:: Data to process
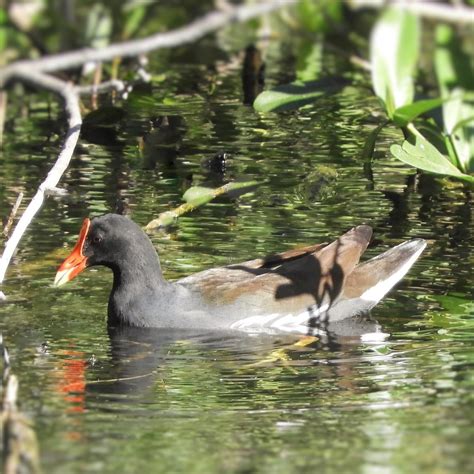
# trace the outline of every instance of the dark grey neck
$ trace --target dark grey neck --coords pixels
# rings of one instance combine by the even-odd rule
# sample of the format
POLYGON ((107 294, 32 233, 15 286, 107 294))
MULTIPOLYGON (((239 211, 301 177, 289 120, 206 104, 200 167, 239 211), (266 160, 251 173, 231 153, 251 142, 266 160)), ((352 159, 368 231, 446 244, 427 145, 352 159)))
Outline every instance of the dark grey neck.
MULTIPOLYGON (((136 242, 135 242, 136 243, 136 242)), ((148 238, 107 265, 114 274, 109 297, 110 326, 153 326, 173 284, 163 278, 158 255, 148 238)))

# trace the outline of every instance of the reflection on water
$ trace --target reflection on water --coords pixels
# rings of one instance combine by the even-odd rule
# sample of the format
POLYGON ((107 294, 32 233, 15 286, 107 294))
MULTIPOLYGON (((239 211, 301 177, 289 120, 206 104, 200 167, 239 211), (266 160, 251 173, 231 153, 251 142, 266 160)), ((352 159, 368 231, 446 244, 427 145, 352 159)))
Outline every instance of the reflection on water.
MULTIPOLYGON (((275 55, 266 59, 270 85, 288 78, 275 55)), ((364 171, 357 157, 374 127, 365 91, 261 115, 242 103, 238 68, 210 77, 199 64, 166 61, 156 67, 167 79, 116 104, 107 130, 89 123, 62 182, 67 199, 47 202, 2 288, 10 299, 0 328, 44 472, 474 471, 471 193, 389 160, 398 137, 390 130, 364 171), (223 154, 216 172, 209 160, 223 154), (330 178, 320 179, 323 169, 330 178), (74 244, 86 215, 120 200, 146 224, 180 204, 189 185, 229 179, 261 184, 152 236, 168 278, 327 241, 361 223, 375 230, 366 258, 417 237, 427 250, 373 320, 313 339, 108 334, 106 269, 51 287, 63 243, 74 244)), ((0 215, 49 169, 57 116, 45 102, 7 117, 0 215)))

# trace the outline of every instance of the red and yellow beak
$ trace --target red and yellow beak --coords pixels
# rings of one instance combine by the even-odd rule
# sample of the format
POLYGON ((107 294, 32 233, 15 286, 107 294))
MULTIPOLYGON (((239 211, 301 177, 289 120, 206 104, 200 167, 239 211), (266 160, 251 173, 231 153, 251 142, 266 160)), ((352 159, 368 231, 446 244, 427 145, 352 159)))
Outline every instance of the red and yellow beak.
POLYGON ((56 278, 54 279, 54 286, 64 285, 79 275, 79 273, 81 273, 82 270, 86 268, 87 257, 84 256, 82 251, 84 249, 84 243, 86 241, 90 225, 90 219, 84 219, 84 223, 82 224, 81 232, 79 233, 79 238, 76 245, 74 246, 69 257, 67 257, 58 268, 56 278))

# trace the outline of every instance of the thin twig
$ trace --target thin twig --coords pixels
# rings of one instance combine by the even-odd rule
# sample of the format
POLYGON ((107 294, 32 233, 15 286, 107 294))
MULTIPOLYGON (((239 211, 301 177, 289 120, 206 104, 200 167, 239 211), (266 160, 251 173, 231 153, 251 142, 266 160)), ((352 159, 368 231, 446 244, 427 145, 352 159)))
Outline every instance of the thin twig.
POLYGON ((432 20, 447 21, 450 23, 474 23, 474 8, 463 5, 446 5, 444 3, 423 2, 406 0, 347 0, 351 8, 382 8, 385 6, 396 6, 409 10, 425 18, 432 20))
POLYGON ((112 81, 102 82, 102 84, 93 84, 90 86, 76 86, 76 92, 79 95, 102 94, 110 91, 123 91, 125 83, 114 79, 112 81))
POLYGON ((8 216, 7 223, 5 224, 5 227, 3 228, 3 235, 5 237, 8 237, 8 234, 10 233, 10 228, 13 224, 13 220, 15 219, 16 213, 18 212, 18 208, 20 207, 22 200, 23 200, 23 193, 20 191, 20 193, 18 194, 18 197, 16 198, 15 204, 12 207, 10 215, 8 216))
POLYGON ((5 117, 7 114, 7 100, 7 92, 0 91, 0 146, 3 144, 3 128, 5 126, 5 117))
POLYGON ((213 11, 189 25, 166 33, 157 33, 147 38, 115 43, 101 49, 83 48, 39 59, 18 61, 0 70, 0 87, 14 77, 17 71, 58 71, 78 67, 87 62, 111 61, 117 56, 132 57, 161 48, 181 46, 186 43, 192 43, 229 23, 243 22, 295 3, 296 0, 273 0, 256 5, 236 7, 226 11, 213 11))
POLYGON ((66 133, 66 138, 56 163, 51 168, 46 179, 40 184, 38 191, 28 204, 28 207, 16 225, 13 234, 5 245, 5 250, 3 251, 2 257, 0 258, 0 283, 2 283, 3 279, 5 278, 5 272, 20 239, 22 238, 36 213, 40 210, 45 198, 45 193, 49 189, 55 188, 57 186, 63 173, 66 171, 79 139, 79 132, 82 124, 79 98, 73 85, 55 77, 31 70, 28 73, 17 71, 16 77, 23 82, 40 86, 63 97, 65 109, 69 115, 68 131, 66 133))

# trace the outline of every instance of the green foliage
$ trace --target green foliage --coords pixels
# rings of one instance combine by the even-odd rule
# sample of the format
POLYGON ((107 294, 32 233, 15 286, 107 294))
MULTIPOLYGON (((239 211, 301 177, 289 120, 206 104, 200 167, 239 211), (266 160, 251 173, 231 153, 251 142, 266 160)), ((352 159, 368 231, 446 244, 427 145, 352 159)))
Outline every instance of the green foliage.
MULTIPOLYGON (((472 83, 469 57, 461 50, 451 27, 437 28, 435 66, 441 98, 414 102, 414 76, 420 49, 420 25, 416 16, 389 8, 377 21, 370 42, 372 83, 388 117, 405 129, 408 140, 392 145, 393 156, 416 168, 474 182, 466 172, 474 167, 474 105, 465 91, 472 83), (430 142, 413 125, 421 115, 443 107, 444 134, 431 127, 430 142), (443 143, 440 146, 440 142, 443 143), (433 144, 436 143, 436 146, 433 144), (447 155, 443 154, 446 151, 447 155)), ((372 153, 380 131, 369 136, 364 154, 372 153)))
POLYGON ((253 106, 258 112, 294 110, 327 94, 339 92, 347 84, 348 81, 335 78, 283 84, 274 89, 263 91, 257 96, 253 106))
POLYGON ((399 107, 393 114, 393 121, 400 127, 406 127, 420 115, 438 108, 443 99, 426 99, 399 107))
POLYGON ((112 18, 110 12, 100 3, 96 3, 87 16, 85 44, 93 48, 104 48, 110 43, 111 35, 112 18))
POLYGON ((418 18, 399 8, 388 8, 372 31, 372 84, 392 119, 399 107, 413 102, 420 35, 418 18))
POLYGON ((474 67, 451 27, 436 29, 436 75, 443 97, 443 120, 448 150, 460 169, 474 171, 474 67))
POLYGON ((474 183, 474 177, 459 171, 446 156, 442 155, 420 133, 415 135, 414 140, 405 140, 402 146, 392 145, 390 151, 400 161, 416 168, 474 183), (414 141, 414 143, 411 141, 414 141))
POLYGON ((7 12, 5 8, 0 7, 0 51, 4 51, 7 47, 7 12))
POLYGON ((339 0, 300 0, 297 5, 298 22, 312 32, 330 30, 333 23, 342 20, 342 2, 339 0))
::::
Task details: Can you convert the records above into a numbered list, leaving out blank lines and the pictures?

Answer to this problem:
1. # trace the outline of every instance of the dark grey neck
2. $ trace --target dark grey neck --coords pixels
3. # rings of one instance combine by the even-odd rule
4. # sample of the format
5. POLYGON ((107 294, 32 233, 15 286, 107 294))
6. MULTIPOLYGON (((239 211, 301 177, 289 120, 206 104, 200 167, 239 211), (266 160, 251 173, 231 153, 251 142, 266 160)), ((352 159, 368 231, 446 244, 427 145, 352 159)))
7. Outline every instance of the dark grey neck.
8. MULTIPOLYGON (((136 242, 135 242, 136 243, 136 242)), ((148 238, 107 265, 114 274, 109 297, 110 326, 153 326, 173 284, 163 278, 158 255, 148 238)))
9. # trace the outline of every instance of the reflection on water
10. $ trace --target reflection on water --coords pixels
11. # rings of one instance combine by the even-odd rule
12. # sample of the format
13. POLYGON ((107 294, 32 233, 15 286, 107 294))
14. MULTIPOLYGON (((239 211, 301 177, 289 120, 206 104, 200 167, 239 211), (266 160, 251 173, 231 153, 251 142, 266 160)), ((352 159, 368 231, 446 244, 427 145, 352 159)))
15. Outline every instance of the reflection on water.
16. MULTIPOLYGON (((275 55, 266 59, 270 85, 288 78, 275 55)), ((364 171, 357 157, 374 127, 365 91, 261 115, 242 103, 238 68, 210 77, 199 64, 166 61, 156 67, 167 79, 116 104, 107 130, 89 123, 62 182, 67 199, 47 202, 2 288, 10 299, 0 328, 44 472, 474 471, 471 193, 389 160, 398 137, 390 130, 364 171), (223 154, 216 172, 209 160, 223 154), (330 178, 320 179, 323 169, 330 178), (74 244, 86 215, 120 200, 146 224, 180 204, 189 185, 229 179, 261 184, 152 236, 168 278, 327 241, 361 223, 375 230, 366 258, 417 237, 427 250, 373 320, 313 339, 108 334, 106 269, 51 287, 63 243, 74 244)), ((0 215, 49 169, 57 116, 45 102, 7 117, 0 215)))
17. # trace the outline of every instance of the red and yellow beak
18. $ trace --target red and yellow beak --coords pixels
19. # rings of one instance combine by the even-odd rule
20. # sample of the format
21. POLYGON ((107 294, 32 233, 15 286, 107 294))
22. MULTIPOLYGON (((239 211, 301 177, 289 120, 206 104, 200 167, 239 211), (266 160, 251 173, 231 153, 251 142, 266 160)), ((352 159, 368 231, 446 244, 427 145, 352 159)))
23. Outline every instance of the red and yellow beak.
24. POLYGON ((56 278, 54 279, 54 286, 64 285, 79 275, 79 273, 81 273, 82 270, 86 268, 87 257, 84 256, 82 251, 84 249, 84 243, 86 241, 90 225, 90 219, 84 219, 84 223, 82 224, 81 232, 79 233, 79 238, 76 245, 74 246, 69 257, 67 257, 58 268, 56 278))
25. # trace the outline of every instance of the thin twig
26. $ trace --target thin twig --coords pixels
27. # rings of one instance combine by the even-odd rule
28. # sample of the format
29. POLYGON ((107 294, 32 233, 15 286, 107 294))
30. MULTIPOLYGON (((239 211, 301 177, 289 120, 206 104, 200 167, 239 211), (266 160, 251 173, 231 153, 251 142, 266 160)), ((352 159, 368 231, 446 244, 427 145, 352 159)))
31. Outline every instance of the thin twig.
32. POLYGON ((432 20, 447 21, 450 23, 474 23, 474 8, 463 5, 446 5, 444 3, 423 2, 406 0, 347 0, 351 8, 382 8, 385 6, 396 6, 409 10, 425 18, 432 20))
33. POLYGON ((112 81, 102 82, 102 84, 93 84, 90 86, 76 86, 76 92, 79 95, 102 94, 110 91, 123 91, 125 83, 114 79, 112 81))
34. POLYGON ((8 216, 7 223, 5 224, 5 227, 3 228, 3 235, 5 237, 8 237, 8 234, 10 233, 10 228, 13 224, 13 220, 15 219, 16 213, 18 212, 18 208, 20 207, 22 200, 23 200, 23 193, 20 191, 20 193, 18 194, 18 197, 16 198, 15 204, 12 207, 10 215, 8 216))
35. POLYGON ((5 117, 7 114, 7 100, 7 92, 0 91, 0 146, 3 144, 3 128, 5 126, 5 117))
36. POLYGON ((213 11, 189 25, 166 33, 157 33, 147 38, 115 43, 101 49, 83 48, 39 59, 18 61, 0 70, 0 87, 14 77, 17 71, 58 71, 78 67, 87 62, 111 61, 117 56, 132 57, 161 48, 181 46, 186 43, 192 43, 229 23, 243 22, 295 3, 296 0, 273 0, 256 5, 236 7, 226 11, 213 11))
37. POLYGON ((66 133, 66 138, 56 163, 51 168, 46 179, 40 184, 38 191, 28 204, 28 207, 16 225, 13 234, 5 245, 5 250, 3 251, 2 257, 0 258, 0 283, 2 283, 3 279, 5 278, 5 272, 20 239, 22 238, 36 213, 40 210, 45 198, 45 193, 49 189, 55 188, 57 186, 63 173, 66 171, 79 139, 79 132, 82 124, 79 98, 73 85, 55 77, 31 70, 28 73, 17 71, 16 77, 23 82, 40 86, 63 97, 65 109, 69 115, 68 131, 66 133))
38. # trace the outline of every instance of the green foliage
39. $ trace --target green foliage --coords pixels
40. # rings of one instance combine by the even-odd rule
41. # sample of the format
42. POLYGON ((107 294, 32 233, 15 286, 107 294))
43. MULTIPOLYGON (((239 211, 301 177, 289 120, 206 104, 200 167, 239 211), (266 160, 251 173, 231 153, 251 142, 266 160)), ((352 159, 368 231, 446 244, 427 145, 352 159)))
44. Outline every instance of the green foliage.
45. MULTIPOLYGON (((472 83, 469 57, 461 50, 451 27, 437 28, 435 66, 441 98, 414 102, 414 76, 420 49, 420 25, 416 16, 389 8, 377 21, 370 42, 372 83, 388 117, 405 129, 408 140, 392 145, 393 156, 416 168, 474 182, 466 172, 474 167, 474 105, 465 91, 472 83), (430 142, 413 125, 421 115, 443 107, 444 134, 431 127, 430 142), (443 143, 440 146, 440 142, 443 143), (433 144, 436 143, 436 146, 433 144), (447 155, 443 154, 446 151, 447 155)), ((372 153, 380 131, 369 136, 364 154, 372 153)))
46. POLYGON ((253 106, 258 112, 294 110, 327 94, 339 92, 347 84, 348 81, 335 78, 283 84, 274 89, 263 91, 257 96, 253 106))
47. POLYGON ((399 107, 393 114, 393 121, 400 127, 406 127, 420 115, 438 108, 443 99, 426 99, 399 107))
48. POLYGON ((112 18, 110 12, 100 3, 96 3, 87 16, 85 44, 93 48, 104 48, 110 43, 111 35, 112 18))
49. POLYGON ((418 18, 399 8, 388 8, 372 31, 372 84, 392 119, 399 107, 413 102, 420 35, 418 18))
50. POLYGON ((474 67, 451 27, 436 29, 436 75, 443 97, 443 120, 448 150, 460 169, 474 171, 474 67))
51. POLYGON ((474 183, 474 177, 459 171, 446 156, 442 155, 420 133, 415 135, 414 140, 405 140, 402 146, 392 145, 390 151, 400 161, 416 168, 474 183), (414 141, 414 143, 411 141, 414 141))
52. POLYGON ((7 12, 5 8, 0 7, 0 51, 4 51, 7 47, 7 12))
53. POLYGON ((339 0, 300 0, 297 5, 298 22, 312 32, 330 30, 333 23, 342 20, 342 2, 339 0))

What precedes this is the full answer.